## SELECTED EXTRACT
* * * * *

Finding More Than Studs: Domestic Industry Nexus Tightens

by Dennis Crouch
I always struggle to use these stud finders; I think its hard for them to focus when I’m around.
Zircon Corp. v. International Trade Commission , No. 2022-1649 (Fed. Cir. May 8, 2024)

The ITC is designed as a protector of United States domestic industry against unfair competition in the form of foreign imports. In the patent sphere, the ITC is authorized to bar importation of infringing products that threaten a domestic industry.  Of course, this assumes that such a domestic industry exists.  As a prerequisite to action, the law requires a negative impact on “an industry in the United States.” 19 U.S.C. § 1337(a)(2).  The statute then further defines the requirement:
an industry in the United States shall be considered to exist if there is in the United States, with respect to the articles protected by the patent, copyright, trademark, mask work, or design concerned— (A) significant investment in plant and equipment; (B) significant employment of labor or capital; or (C) substantial investment in its exploitation, including engineering, research and development, or licensing.
19 U.S.C. § 1337(a)(3) (economic domestic industry requirement).
Zircon is the latest in a series of appellate decisions focusing on the nuance of domestic industry, especially in our era where so many products are manufactured abroad.  For the purposes of this decision, the key focus is the Section 337(a)(3) nexus requirement “with respect to the articles protected by the patent” which requires a link between the harms to industry and “articles protected by the patent .”
As I discuss below, the precedential opinion by Judge Bryson finding no domestic industry has a few interesting elements:

Patent by Patent Basis : The domestic industry requirement must be shown by the complainant (patentee) and is applied on a patent-by-patent basis. The complainant cannot simply lump together its investments in products that practice different patents or combinations of patents.
Distinguishing DRAM : The court distinguished a prior ITC decision, Certain Dynamic Random Access Memories , No. 337-TA-242, USITC Pub. No. 2034, Comm’n Op., 1987 WL 450856 (Sept. 21, 1987) (“Certain DRAMs”), that allowed establishing a single domestic industry based on substantial overlap of products practicing multiple asserted patents.  The court noted that the domestic industry statute, 19 U.S.C. § 1337(a)(2)-(3), was substantially amended after Certain DRAMs , adding language tying the domestic industry to articles protected by each patent.
What About Patent Families : A major missing element was any discussion of the fact that two of the patents were part of a continuation family that included a terminal disclaimer tightly binding the two patents together.  The court did not discuss this issue directly, but appears to simply hold that they are separate patents.

In applying these holdings, the appellate panel was able to uphold the ITC determination that Zircon failed to satisfy the domestic industry requirement under 19 U.S.C. § 1337(a)(2) and (3) because it relied on aggregated investments across products that practiced different patents or combinations of patents.  The court did not indicate whether it gave any deference to the ITC’s interpretation of its own statute in this instance.
Background
Zircon is a leading manufacturer of electronic stud finders, which are devices used to locate wall studs hidden behind wall surfaces, such as drywall. Although the three asserted patents all covered aspects of electronic stud finder technology, each was unique:

U.S. Patent No. 6,989,662: automatic recalibration of the stud sensing device, which involves sensing a first density at a first location, setting a calibration value based on the sensed density, moving the device to a second location, sensing a second density, and automatically recalibrating the device if it determines it was initially calibrated over or near a stud.

* * * * *

## STATED TASK 1
In the post on Zircon v. ITC, which judge wrote the precedential opinion finding no domestic industry?
## STATED TASK 2
List every condition that the post on Zircon v. ITC quotes from 19 U.S.C. § 1337(a)(3), any one of which makes a United States industry count as existing.
## STATED TASK 3
Continue the post on Zircon v. ITC from its last sentence.

* * * * *

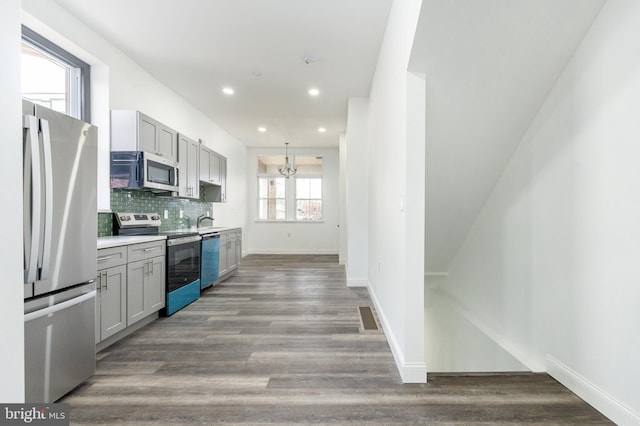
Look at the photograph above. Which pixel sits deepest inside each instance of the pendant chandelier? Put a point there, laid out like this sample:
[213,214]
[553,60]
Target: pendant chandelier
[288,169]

* * * * *

## RESULT 1
Judge Bryson

## RESULT 2
- Significant investment in plant and equipment
- Significant employment of labor or capital
- Substantial investment in its exploitation, including engineering, research and development, or licensing

## RESULT 3
U.S. Patent No. 8,604,771: a hand tool for sensing a measurement behind a target surface, comprising a housing, a sensor, and a grip with a pair of three-dimensional concave finger holds positioned at opposite sides of the grip to provide an axis of rotation.
U.S. Patent No. 9,475,185: is a continuation of the ‘771 patent and subject to a terminal disclaimer binding the two together.  The claims are slightly different, with the ‘185 including a limitation that the grip has “only two depressed finger holds positioned at opposite sides of a grip allowing pivoting to provide an axis of rotation.”

To establish a violation of section 337, Zircon was required to show the existence of “an industry in the United States, relating to the articles protected by the patent.” 19 U.S.C. § 1337(a)(2). Zircon attempted to satisfy this “domestic industry” requirement by relying on its investments in plant and equipment, labor and capital, and exploitation of the asserted patents under 19 U.S.C. § 1337(a)(3).
Zircon’s domestic industry evidence aggregated its investments across 53 domestic industry products, and not all of those products practiced each asserted patent. Of the 53 products, “14 practice all three of the asserted patents; 21 practice both the ‘771 and ‘185 patent; 16 practice only the ‘662 patent; and two practice only the ‘771 patent.” However, Zircon did not allocate its investments on a patent-by-patent basis or even by product groups that practiced the same patents. The ITC found Zircon’s aggregation made it impossible to quantify the investment for each statutory category in a way that would permit any determination of “the significance of Zircon’s investments with respect to each of its asserted patents.” The ITC therefore concluded Zircon failed to satisfy the domestic industry requirement as to any asserted patent.
On appeal, the Federal Circuit affirmed, first holding that the statutory language requires particularized evidence that “relate[s] to articles that are all protected by a particular patent, not to a group of articles variously protected by different patents.” Still, the Federal Circuit acknowledged its prior precedent that permitted non-aggregated data where all of the “all the domestic industry products practice all the asserted patents.”
Applying these principles, the Federal Circuit determined that “[i]t was Zircon’s burden to prove the existence of a domestic industry relating to articles protected by each of its patents.” It failed to do so because of the aggregate data.
The Federal Circuit rejected Zircon’s argument that it could group all of its domestic industry products together under the reasoning of Certain DRAMs.  That 1987 ITC decision was based upon a prior version of the statute and “offers little guidance as to how to assess domestic industry under the current version of section 337.”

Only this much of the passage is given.